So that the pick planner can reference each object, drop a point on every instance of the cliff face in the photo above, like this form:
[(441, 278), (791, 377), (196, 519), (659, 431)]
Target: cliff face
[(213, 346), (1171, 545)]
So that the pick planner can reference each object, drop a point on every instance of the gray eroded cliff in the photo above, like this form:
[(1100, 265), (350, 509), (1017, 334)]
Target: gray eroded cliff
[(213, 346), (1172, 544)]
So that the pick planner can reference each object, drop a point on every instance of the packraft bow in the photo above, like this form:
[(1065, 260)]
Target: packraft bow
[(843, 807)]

* * *

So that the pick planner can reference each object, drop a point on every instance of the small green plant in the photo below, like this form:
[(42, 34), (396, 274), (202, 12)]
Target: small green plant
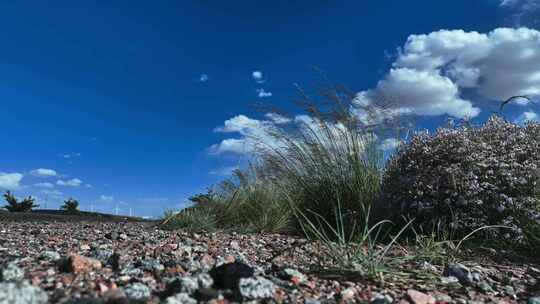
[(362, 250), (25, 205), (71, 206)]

**WHAT IS REQUIRED**
Put the lines from the line with "of the cliff" to the line with "[(213, 346), (1171, 545)]", both included, into a Markdown table. Use the columns No. and Line text, with one line per table row and no blank lines.

**OUTPUT**
| No. | Line text |
|---|---|
| 1 | So that the pick planner can reference each object, drop a point on every instance of the cliff face in the photo above, like this form: |
| 2 | [(441, 278), (791, 377), (196, 519), (659, 431)] |
| 3 | Target: cliff face |
| 4 | [(213, 346), (1171, 545)] |